Work to complete -
1. Set down the passage from the family memoir excerpt word for word, starting with "I threw myself" and going on through "reality, couldn’t it?".
2. Summarize the family memoir excerpt in two sentences.

━━━━━ Document passage

My father came over and I could tell this was going to be a turning point in the relationship with him. He was angry and upset that it had come to this. He was not happy about the price tag that he was assuming by sending my brother to this boarding school. I didn’t even know there were boarding schools in our metro area, but I guess when you got into the more upper class enclaves, you could find one. The Catholic school my brother would attend (which we all found ironic) had a seminary attached to it in addition to the regular high school.
Looking back on it, I think there was no place for any of us to find common ground. Everyone blamed everyone else in the scenario: I blamed my father for not intervening sooner and saving all of us living under lock and key years of anxiety; my father blamed my mother for not having provided more supervision to keep my brother away from the rougher elements that influenced him so badly; my mother blamed my father for reducing the child support and forcing her to work extra hours to be able to pay the bills that mounted as my brother’s depression and anger increased. There was no sympathy from any one of us for any on the other side of the fence. Instead, the battle lines were clearly drawn now: boys against the girls.
I got up and went to school every day. I wanted to feel grief and anger and something that would garner me the kind of attention and concern that was being lavished over my brother. But it all felt so stupid to me. Too much energy, too much drama, too much out of control. I could feel it all swimming in my head, but couldn’t find the words to reach out to anyone with to express how messed up I felt about it. Who would listen anyway? My parents and sister were all too busy dealing with it all themselves. My few close friends were doing the best they could diverting me away from it, but only a few really knew how bad things had gotten. I just wanted to close my eyes and forget. I wanted to have a different life, like some of my friends at school, with parents who didn’t yell at each other, with fathers who weren’t gay, with brothers who didn’t leave bruises.
I threw myself in, head over heels, into school. These people didn’t know what was going on behind the closed doors at home. They thought I was whoever I projected myself to be. I was the smart girl, just like all the other kids in my honors classes. Let them all think I had the same great life they all did. Perception could be reality, couldn’t it?
I tried, in that winter of 1986, to hold onto appearances, though I felt it all melting away inside.

━━━━━━━━━━
━━━━━ Extracted entries

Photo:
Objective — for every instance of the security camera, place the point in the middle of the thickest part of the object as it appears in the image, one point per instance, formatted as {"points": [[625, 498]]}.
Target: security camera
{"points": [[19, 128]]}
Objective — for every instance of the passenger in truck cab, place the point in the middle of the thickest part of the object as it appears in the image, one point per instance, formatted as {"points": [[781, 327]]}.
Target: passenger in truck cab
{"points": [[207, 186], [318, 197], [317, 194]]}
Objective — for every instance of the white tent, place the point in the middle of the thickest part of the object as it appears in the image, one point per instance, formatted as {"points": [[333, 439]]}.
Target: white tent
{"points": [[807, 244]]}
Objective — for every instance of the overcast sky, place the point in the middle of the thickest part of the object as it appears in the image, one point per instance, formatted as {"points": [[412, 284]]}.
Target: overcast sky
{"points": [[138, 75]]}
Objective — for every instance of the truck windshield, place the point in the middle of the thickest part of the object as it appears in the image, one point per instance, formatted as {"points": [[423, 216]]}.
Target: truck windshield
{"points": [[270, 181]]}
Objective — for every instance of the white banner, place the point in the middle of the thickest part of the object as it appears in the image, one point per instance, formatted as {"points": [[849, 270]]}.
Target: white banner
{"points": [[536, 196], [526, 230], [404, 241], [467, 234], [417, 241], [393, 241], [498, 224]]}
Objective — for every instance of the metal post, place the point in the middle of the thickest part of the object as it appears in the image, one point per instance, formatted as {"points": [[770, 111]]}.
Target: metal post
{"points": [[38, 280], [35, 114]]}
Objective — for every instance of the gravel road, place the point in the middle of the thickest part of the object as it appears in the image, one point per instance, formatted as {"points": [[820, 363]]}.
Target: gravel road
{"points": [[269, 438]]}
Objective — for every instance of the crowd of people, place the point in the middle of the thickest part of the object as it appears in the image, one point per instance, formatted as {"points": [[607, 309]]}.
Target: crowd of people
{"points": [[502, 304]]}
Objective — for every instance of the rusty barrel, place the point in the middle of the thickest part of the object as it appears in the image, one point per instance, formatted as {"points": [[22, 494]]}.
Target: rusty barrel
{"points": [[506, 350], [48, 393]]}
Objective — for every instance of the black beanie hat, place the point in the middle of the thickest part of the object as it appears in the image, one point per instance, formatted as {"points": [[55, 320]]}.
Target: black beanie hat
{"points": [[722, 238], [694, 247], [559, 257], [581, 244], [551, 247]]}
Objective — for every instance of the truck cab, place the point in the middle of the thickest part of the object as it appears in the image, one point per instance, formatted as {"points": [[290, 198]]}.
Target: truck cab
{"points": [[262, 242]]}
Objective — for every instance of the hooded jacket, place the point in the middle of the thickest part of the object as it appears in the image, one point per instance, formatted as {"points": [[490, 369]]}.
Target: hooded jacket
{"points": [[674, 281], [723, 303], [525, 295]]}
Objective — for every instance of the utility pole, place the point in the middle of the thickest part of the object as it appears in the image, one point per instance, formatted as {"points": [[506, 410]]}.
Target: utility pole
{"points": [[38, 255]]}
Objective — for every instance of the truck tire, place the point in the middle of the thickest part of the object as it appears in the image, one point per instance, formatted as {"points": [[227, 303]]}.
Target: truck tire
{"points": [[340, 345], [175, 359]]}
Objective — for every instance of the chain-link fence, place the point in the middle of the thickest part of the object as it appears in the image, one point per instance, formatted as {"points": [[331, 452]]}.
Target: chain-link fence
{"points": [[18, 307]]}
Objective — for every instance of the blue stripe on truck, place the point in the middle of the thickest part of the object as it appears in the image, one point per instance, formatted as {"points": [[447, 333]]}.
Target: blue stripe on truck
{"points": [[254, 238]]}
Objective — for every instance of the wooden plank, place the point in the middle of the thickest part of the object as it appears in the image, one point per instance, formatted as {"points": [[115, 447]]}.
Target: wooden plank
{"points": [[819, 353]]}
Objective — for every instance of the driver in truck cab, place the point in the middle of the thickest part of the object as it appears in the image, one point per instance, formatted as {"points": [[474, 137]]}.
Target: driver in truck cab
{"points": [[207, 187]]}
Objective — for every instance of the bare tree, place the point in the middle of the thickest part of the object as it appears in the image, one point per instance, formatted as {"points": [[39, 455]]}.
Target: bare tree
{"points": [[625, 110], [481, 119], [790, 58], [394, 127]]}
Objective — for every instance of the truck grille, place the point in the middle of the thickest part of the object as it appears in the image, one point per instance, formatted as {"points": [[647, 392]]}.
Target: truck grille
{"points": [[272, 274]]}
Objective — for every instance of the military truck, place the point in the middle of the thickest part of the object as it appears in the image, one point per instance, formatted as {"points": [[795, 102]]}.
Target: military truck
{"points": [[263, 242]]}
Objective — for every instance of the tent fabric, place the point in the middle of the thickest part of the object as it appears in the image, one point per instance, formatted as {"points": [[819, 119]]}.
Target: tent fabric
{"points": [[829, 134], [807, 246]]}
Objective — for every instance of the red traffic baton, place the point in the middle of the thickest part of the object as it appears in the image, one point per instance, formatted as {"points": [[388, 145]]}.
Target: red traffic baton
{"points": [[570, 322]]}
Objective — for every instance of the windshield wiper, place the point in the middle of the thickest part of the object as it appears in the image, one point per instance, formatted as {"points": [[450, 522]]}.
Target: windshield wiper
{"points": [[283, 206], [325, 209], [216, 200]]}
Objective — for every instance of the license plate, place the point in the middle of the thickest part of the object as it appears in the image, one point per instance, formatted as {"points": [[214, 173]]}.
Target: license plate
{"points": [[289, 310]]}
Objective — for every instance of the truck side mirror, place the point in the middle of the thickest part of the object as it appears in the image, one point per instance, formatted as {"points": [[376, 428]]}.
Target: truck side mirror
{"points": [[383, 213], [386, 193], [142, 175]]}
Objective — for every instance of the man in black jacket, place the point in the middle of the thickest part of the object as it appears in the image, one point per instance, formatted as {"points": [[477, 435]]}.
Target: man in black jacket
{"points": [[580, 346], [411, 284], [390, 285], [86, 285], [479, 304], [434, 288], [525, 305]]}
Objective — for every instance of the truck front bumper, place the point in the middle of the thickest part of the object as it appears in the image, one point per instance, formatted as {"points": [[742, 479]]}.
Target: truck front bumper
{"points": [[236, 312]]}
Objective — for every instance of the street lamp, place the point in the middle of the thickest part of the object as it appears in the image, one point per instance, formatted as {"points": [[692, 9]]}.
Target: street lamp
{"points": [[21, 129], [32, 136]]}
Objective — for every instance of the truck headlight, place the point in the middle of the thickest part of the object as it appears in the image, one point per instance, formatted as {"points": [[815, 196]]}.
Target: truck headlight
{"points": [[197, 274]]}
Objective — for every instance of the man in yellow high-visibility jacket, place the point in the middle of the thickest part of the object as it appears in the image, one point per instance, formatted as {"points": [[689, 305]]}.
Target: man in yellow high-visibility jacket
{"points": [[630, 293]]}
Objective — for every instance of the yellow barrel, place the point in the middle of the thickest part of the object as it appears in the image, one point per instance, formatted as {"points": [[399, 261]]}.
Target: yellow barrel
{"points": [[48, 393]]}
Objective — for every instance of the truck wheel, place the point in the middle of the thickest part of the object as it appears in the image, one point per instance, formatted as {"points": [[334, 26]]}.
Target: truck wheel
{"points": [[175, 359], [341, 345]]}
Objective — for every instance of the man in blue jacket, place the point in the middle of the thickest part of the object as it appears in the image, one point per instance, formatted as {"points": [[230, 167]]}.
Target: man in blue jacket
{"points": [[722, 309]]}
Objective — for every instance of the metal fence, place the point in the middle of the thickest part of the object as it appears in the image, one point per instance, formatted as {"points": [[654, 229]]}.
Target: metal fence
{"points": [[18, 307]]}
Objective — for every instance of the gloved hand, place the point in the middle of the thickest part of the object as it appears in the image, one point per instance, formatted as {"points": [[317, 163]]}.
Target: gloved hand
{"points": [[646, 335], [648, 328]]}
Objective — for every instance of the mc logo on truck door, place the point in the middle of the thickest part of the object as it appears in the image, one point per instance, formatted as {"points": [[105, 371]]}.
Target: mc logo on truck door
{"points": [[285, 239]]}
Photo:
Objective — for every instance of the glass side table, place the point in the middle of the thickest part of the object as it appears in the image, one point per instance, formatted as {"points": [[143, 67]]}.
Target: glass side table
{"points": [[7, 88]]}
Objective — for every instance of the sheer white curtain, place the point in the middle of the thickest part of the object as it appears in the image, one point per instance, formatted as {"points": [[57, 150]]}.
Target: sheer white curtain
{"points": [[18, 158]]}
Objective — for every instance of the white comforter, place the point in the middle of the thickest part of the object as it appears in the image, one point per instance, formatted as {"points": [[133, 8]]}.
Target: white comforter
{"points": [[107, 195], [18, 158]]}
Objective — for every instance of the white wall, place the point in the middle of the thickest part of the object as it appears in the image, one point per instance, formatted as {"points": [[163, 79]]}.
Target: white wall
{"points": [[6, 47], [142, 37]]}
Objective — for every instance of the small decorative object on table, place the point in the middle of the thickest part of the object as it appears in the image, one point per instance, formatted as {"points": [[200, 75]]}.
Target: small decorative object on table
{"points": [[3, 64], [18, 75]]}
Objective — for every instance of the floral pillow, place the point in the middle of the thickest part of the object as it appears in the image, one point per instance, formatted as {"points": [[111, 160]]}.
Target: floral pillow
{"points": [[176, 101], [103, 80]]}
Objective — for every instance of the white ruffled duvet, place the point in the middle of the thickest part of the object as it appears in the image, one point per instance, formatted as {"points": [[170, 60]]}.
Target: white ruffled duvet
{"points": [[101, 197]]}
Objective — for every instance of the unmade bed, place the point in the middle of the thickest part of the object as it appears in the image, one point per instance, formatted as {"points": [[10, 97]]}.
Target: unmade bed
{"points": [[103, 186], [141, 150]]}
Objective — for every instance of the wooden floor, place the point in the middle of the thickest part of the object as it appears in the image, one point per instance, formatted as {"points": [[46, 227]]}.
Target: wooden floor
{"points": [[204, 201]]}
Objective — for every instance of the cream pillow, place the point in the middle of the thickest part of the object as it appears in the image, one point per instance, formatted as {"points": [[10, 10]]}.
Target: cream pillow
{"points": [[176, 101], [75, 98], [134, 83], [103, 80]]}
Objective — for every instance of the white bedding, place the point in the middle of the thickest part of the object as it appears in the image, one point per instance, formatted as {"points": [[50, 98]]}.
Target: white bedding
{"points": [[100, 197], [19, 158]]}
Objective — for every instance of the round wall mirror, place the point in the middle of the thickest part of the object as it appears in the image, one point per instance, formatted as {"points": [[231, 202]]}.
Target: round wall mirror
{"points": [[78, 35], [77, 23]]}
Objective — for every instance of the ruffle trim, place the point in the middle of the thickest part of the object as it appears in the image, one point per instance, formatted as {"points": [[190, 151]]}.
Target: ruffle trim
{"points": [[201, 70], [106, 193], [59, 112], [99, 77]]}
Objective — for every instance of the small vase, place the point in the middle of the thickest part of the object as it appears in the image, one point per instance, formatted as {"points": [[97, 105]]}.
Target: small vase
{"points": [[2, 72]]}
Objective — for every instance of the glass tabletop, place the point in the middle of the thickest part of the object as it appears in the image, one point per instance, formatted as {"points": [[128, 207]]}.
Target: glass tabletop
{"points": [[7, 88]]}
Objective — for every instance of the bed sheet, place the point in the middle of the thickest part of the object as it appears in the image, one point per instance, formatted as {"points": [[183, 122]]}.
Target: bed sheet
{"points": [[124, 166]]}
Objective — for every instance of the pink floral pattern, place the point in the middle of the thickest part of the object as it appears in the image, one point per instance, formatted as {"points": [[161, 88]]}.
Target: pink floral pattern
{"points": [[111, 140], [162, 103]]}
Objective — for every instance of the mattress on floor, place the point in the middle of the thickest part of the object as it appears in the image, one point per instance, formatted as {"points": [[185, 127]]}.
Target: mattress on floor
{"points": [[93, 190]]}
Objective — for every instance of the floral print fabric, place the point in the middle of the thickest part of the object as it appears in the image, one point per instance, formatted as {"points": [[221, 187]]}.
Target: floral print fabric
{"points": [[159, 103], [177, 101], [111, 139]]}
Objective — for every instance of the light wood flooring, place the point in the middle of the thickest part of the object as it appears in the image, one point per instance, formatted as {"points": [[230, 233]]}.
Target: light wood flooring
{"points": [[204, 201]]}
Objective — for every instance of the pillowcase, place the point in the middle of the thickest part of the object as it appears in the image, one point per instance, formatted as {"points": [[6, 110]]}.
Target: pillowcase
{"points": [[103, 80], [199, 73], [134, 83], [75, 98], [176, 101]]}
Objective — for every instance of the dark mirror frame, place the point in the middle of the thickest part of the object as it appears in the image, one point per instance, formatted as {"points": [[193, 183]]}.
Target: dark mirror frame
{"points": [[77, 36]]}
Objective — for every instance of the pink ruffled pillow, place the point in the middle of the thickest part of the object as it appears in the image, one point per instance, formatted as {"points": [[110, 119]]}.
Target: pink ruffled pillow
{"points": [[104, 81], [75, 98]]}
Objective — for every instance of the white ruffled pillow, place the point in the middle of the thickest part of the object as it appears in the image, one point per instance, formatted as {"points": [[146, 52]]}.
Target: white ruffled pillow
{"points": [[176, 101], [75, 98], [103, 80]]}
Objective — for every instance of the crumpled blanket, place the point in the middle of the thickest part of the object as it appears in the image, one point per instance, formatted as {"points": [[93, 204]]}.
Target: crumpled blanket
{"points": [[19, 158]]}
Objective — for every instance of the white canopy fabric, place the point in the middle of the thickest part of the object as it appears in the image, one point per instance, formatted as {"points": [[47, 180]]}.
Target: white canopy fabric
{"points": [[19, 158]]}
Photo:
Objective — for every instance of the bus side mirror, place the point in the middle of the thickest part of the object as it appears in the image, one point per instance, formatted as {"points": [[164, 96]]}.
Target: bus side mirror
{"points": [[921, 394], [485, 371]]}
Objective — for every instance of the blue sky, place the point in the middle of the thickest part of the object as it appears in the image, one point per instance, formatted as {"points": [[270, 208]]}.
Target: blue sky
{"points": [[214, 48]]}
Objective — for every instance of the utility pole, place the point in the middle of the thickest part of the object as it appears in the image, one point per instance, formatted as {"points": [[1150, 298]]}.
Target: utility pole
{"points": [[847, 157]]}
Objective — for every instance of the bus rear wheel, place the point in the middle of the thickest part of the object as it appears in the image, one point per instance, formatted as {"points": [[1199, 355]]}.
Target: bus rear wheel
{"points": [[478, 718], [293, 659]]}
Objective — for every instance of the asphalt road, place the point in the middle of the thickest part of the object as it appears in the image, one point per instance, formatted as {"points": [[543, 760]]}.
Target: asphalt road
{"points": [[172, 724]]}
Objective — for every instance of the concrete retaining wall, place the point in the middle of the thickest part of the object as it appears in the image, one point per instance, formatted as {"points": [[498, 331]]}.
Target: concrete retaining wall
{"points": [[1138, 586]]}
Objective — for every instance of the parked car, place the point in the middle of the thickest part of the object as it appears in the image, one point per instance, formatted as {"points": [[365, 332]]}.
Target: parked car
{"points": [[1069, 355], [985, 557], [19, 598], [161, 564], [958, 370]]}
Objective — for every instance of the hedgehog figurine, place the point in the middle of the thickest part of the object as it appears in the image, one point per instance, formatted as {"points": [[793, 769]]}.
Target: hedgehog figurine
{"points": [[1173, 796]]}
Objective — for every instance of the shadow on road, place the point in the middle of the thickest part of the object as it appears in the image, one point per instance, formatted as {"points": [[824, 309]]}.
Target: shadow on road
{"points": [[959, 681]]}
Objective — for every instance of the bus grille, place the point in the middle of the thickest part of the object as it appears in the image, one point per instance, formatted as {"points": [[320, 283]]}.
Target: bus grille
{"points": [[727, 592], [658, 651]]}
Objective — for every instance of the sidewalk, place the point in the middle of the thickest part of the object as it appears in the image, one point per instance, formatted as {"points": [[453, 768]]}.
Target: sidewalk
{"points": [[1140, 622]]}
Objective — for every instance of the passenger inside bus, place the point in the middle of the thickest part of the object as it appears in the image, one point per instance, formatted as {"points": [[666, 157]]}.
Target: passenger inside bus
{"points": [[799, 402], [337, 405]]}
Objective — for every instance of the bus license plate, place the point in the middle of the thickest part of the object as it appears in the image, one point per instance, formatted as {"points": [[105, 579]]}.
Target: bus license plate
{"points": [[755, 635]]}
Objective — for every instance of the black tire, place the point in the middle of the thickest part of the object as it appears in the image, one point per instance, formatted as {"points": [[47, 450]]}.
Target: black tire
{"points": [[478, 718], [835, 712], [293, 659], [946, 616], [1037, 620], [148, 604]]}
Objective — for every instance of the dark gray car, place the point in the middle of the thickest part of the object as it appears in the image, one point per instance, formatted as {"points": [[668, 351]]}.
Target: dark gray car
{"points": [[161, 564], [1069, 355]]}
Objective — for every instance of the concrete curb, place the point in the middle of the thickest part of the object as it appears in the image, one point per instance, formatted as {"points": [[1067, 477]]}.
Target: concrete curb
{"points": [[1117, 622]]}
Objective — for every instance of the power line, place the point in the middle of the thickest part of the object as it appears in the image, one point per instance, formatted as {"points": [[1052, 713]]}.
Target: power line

━━━━━━━━━━

Full solutions -
1.
I threw myself in, head over heels, into school. These people didn’t know what was going on behind the closed doors at home. They thought I was whoever I projected myself to be. I was the smart girl, just like all the other kids in my honors classes. Let them all think I had the same great life they all did. Perception could be reality, couldn’t it?

2. The narrator's father came over angry and unhappy about the cost of sending the narrator's brother to a Catholic boarding school, and everyone in the family blamed someone else until the battle lines were drawn as boys against the girls. Unable to find words for the turmoil and wishing for a different life, the narrator went to school every day, threw all energy into schoolwork as the smart girl in honors classes, and tried through the winter of 1986 to hold onto appearances.